[Records from a collection]
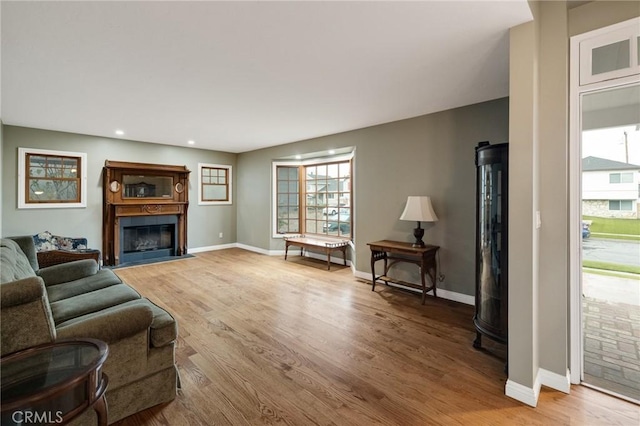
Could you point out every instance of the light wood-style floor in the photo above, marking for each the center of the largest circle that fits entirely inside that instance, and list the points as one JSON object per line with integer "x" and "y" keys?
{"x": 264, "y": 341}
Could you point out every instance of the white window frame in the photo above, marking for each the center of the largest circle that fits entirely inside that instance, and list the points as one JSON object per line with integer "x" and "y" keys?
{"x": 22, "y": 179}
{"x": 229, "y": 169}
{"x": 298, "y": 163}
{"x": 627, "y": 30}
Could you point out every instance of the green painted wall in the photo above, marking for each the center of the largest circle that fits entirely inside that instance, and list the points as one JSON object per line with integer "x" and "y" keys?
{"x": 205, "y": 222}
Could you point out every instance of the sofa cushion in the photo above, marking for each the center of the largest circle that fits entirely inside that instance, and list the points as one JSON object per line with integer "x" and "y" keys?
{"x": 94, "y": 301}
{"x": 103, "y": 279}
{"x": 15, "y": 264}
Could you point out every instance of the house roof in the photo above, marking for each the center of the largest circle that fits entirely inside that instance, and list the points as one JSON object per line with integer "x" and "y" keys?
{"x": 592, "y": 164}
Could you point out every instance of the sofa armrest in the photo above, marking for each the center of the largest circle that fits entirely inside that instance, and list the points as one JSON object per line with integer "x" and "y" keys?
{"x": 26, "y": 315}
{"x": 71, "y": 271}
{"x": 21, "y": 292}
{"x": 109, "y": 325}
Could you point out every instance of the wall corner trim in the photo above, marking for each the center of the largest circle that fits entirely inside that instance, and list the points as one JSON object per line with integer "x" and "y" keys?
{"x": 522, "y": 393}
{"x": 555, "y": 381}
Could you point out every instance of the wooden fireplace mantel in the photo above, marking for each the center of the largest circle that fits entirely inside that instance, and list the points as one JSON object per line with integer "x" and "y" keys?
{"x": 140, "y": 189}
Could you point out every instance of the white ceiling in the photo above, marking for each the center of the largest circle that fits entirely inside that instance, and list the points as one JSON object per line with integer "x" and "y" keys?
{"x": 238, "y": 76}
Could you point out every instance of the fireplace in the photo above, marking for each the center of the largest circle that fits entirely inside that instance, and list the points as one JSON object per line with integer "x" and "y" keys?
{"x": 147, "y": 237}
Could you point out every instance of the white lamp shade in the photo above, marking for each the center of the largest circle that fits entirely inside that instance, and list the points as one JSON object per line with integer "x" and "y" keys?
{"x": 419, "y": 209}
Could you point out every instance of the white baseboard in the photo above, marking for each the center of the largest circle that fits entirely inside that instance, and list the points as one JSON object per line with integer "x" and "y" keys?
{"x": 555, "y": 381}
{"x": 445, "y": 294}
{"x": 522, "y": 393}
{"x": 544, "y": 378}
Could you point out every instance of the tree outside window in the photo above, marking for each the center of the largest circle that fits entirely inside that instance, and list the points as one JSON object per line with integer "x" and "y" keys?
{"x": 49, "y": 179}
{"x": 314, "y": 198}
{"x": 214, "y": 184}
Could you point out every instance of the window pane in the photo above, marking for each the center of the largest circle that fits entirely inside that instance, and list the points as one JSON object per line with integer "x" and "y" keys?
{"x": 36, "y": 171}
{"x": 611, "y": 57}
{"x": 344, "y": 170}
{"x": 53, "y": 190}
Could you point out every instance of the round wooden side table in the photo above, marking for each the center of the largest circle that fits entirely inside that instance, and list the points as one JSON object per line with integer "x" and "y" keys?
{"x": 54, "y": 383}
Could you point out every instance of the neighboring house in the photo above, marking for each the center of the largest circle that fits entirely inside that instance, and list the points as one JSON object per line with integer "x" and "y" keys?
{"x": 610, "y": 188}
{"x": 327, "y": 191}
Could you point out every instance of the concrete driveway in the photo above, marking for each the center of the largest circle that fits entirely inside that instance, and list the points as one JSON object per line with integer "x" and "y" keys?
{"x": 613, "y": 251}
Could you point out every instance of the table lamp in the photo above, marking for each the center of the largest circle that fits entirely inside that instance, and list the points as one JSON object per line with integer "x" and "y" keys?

**Task requirements**
Write out the lines again, from the line with "Could you point out every instance of the concrete" up to and including the last line of the records, replacing "driveway" with "walkway" and leaving everything else unchanged.

**Reply to the task**
Could you point out every instance of the concrete walkway in the photo above, marking for each the center of the largest circle that fits entirely inside that instance, and list the points as one JSON object per line with integer "x" and "y" keys?
{"x": 613, "y": 251}
Could you point out every instance of the table lamp in the photo above, marking for each the center of the largest circle that fits entirely inside that instance, and list the points as one JSON object per line with integer "x" and "y" keys?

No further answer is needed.